> **本文抜粋**:

未経験でも、無理かなと思っても。自ら動けば、つながっていく。

子どもの頃から強迫性障害、うつ病などによって不調と付き合ってきたUさん。今、「在宅」という選択肢によって、初めて就職、新しい生活が始まります。

 

子どもの頃からの生きづらさ

Uさんは、子どものころから「周囲となじめない自分」を感じていたそうです。

 

「弟が生まれて強いストレス感じたのを覚えています。異常に手を洗ってしまったり、同じことを考え続けてしまったり」

 

中学生くらいになると、うつの症状が出てきて登校も外出もままならなくなりました。両親に勧められて、Uさんは初めて精神科を受診します。

> **データ欄**:

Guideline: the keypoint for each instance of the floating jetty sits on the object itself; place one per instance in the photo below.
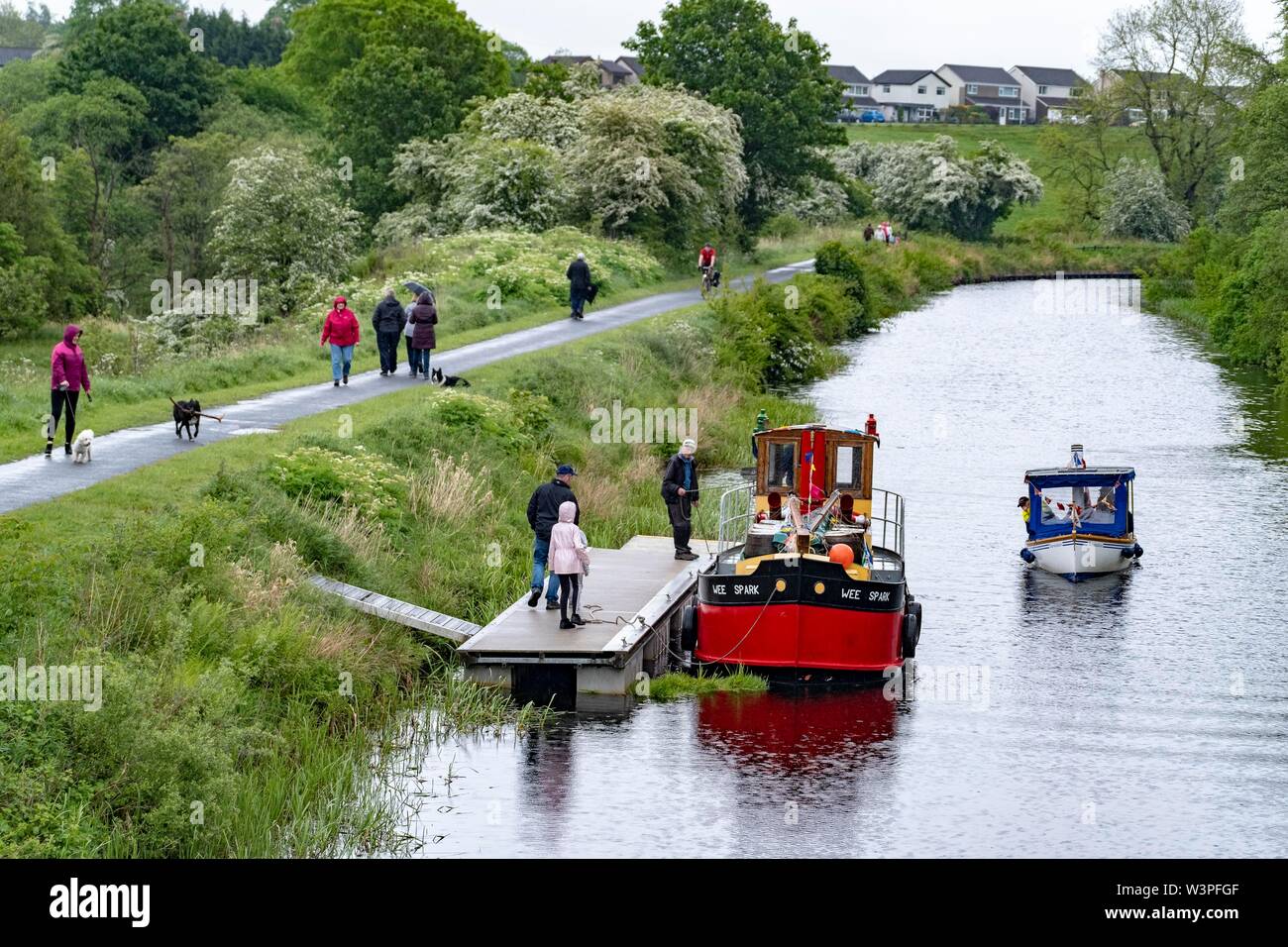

> **練習問題 1**:
本文抜粋を読み、次の問いに答えなさい。
(a) Uさんに初めての就職をもたらした選択肢は何ですか。
(b) 弟が生まれて強いストレスを感じたとき、Uさんにはどのような行動が見られましたか。
(c) Uさんが初めて精神科を受診したのは、だれに勧められたからですか。
> **練習問題 2**: 本文抜粋によると、Uさんが初めて精神科を受診するに至ったのはなぜですか。一～三文で説明しなさい。
> **練習問題 3**: 本文抜粋のうち、「未経験でも、無理かなと思っても。自ら動けば、つながっていく。」で始まり「ことを考え続けてしまったり」」で終わる部分を、一字一句違えずに書き写しなさい。

> **解答欄 1**:
(a) 「在宅」という選択肢
(b) 異常に手を洗ってしまったり、同じことを考え続けてしまったりした。
(c) 両親

> **解答欄 2**: 中学生くらいになるとうつの症状が出て、登校も外出もままならなくなりました。そのうえで両親に勧められたため、Uさんは初めて精神科を受診しました。

> **解答欄 3**:
未経験でも、無理かなと思っても。自ら動けば、つながっていく。

子どもの頃から強迫性障害、うつ病などによって不調と付き合ってきたUさん。今、「在宅」という選択肢によって、初めて就職、新しい生活が始まります。

 

子どもの頃からの生きづらさ

Uさんは、子どものころから「周囲となじめない自分」を感じていたそうです。

 

「弟が生まれて強いストレス感じたのを覚えています。異常に手を洗ってしまったり、同じことを考え続けてしまったり」